That's what Mary Alice wrote on the calendar a month ago. She likes to keep track of the house's comings and goings.

There are too many classes for her to note all of my comings and goings. Instead she drew a fine purple line running straight through to Sunday.

That line has been running through my life since last spring.


* * *

Last spring, when Julio and Corina came, I was a wreck. Lousy balance. No technique. Shyness out of control. Insane hunger on a stomach that refused all offers of food …

This is an old story. Let’s just say there were many tears and many hot, soothing baths.

For a month after, I was a shipwreck. Think Titanic. Then I got tired of myself.

* * *

Six months in, six months out: The end of My Tango Year was well in sight.

A deadline! My life’s organizing principle.

I put the shy girl away. Gave the left brain the lead.

I am really good at strategic planning. Here’s my secret:

Focus.

If you had only six months to live, what would you do?

I would be kind every chance I get, and I would dance as beautifully as Corina de la Rosa.

I signed up for all of Nina’s follower’s classes. Joined the Grisha Groupies, traipsing from Blue Ice to Patricia’s house to the Mercury, wherever he was teaching.

You don’t have good posture, he said. Dancers should always have good posture in class, even when they are listening to the teacher talk. I started watching Glenlivet, started standing up straight.

By (foolish) choice, I found myself suddenly homeless. But there’s good news in that: Living like a vagabond frees up plenty of cash for tango!

I signed on for weekly private lessons with Grisha. When the follower’s classes ended, I signed on for privates with Nina, too.

I raided the Tango Colorado video library, watched Julio and Corina in performances and lessons.

Practiced like mad with all my inanimate partners: the piesafe, the Swiffer, the kitchen counter, one of Mary Alice’s shoes placed just so on the floor.

I worked like a dervish. Very determined. Loving it very much.

Finally it happened: One night in a private, Nina began to laugh wickedly, laughed and laughed as we swept around the floor.

“One Heart, you’ve got it, you’ve got it!” she whooped.

A few days later I went to my lesson with Grisha. (Heh-heh-heh. I am going to knock his socks off!)

Not so much.

He looked puzzled. He said I feel odd.

Inside my head I swore like a sailor. Inside my car on the drive home I cried.

Went into hiding. Avoided Blue Ice. Patricia’s. The Turn. The Merc.

Despaired.

How does a thing like this happen?

I can’t quit. There’s a challenge with a bright, pretty promise. I could never resist a challenge, nor a bright, pretty promise.

I am only despairing. This is no reason to quit. Weak-kneed and hopeless, I carry on.

.

.

.

Click!

.

.

.

Weak-kneed! Who knew?

Since the day it clicked, I have gone on a dancing binge. I am afraid if I don’t dance every single night, I will lose it.

The Rule of Five (the list of men I would dance with) went out the window. I have to keep trying out my dance on every body type, every size and shape and gender.

» **SET PROBLEM 1**:
Answer these questions using the tango passage:
(a) Instead of noting every class, what did Mary Alice draw on the calendar?
(b) Whose follower's classes did the narrator sign up for?
(c) What did Grisha say about the narrator's posture?

» **EXERCISE INPUTS**:
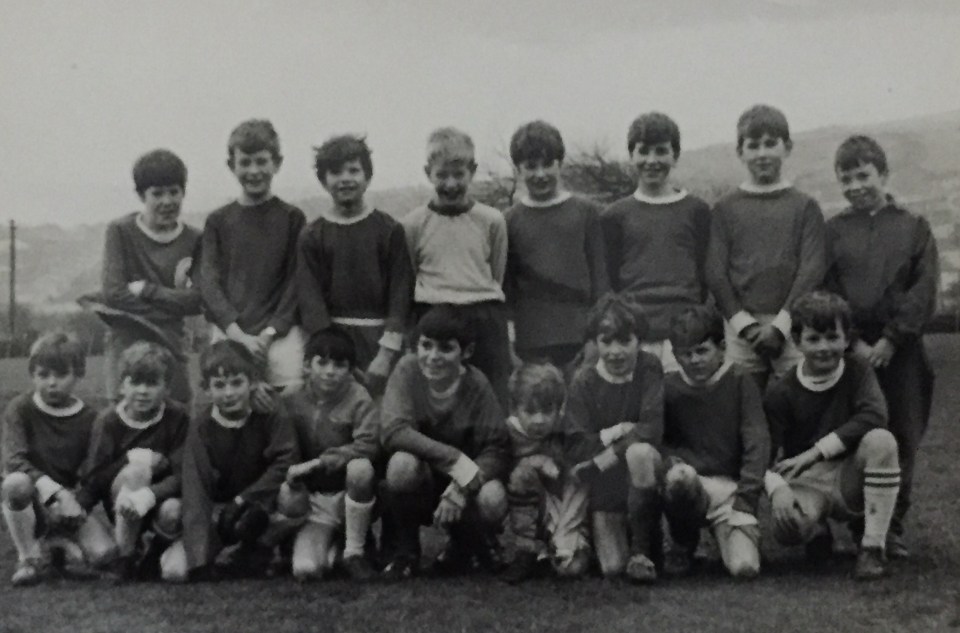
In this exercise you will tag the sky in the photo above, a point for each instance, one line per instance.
(87, 87)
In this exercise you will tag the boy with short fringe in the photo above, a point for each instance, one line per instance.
(766, 249)
(147, 260)
(619, 404)
(829, 418)
(548, 509)
(234, 461)
(883, 261)
(656, 239)
(459, 251)
(717, 444)
(556, 269)
(46, 433)
(353, 268)
(248, 259)
(135, 460)
(337, 430)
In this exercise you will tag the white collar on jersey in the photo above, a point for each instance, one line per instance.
(139, 424)
(58, 412)
(676, 196)
(820, 383)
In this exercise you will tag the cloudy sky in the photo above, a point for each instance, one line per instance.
(88, 86)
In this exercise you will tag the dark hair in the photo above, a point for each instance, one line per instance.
(444, 322)
(615, 316)
(538, 386)
(759, 120)
(537, 139)
(158, 168)
(58, 352)
(226, 358)
(339, 150)
(819, 310)
(653, 128)
(860, 150)
(333, 343)
(254, 136)
(147, 363)
(694, 325)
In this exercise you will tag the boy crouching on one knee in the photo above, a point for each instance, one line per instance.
(135, 460)
(717, 441)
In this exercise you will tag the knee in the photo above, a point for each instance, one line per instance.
(403, 472)
(17, 491)
(492, 502)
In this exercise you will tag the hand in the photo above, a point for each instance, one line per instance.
(881, 353)
(136, 287)
(793, 467)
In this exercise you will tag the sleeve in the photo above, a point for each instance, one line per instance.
(755, 443)
(917, 304)
(313, 308)
(286, 314)
(211, 285)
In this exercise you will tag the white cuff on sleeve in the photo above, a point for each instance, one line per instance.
(741, 320)
(830, 446)
(772, 481)
(463, 470)
(46, 488)
(783, 322)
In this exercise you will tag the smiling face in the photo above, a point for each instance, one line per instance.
(763, 156)
(822, 351)
(254, 172)
(653, 163)
(864, 187)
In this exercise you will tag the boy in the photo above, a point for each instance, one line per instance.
(449, 451)
(883, 261)
(766, 249)
(656, 239)
(619, 404)
(459, 251)
(718, 447)
(235, 459)
(337, 431)
(147, 258)
(248, 259)
(545, 503)
(353, 268)
(829, 418)
(555, 264)
(45, 437)
(134, 462)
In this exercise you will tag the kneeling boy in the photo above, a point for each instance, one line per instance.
(718, 443)
(337, 431)
(449, 447)
(830, 418)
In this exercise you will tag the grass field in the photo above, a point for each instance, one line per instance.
(922, 595)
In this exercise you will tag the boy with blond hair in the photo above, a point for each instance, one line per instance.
(766, 249)
(458, 247)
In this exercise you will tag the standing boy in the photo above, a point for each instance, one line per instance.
(555, 267)
(883, 261)
(459, 251)
(353, 267)
(248, 259)
(718, 445)
(147, 259)
(766, 249)
(829, 418)
(46, 433)
(656, 239)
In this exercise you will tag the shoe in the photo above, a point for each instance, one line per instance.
(359, 568)
(871, 564)
(641, 569)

» **SET PROBLEM 2**: Turn part of the records into a Markdown table with two columns, "Row" for the row number and "Entry" for the line, leaving out blank lines. Begin at the line in the records that has "In this exercise you will tag the standing", and stop after the last line of the records.

» **SOLUTION 1**:
(a) A fine purple line running straight through to Sunday.
(b) Nina's.
(c) He said the narrator didn't have good posture, and that dancers should always have good posture in class, even when listening to the teacher talk.

» **SOLUTION 2**:
| Row | Entry |
|---|---|
| 1 | In this exercise you will tag the standing boy in the photo above, a point for each instance, one line per instance. |
| 2 | (555, 267) |
| 3 | (883, 261) |
| 4 | (459, 251) |
| 5 | (353, 267) |
| 6 | (248, 259) |
| 7 | (718, 445) |
| 8 | (147, 259) |
| 9 | (766, 249) |
| 10 | (829, 418) |
| 11 | (46, 433) |
| 12 | (656, 239) |
| 13 | In this exercise you will tag the shoe in the photo above, a point for each instance, one line per instance. |
| 14 | (359, 568) |
| 15 | (871, 564) |
| 16 | (641, 569) |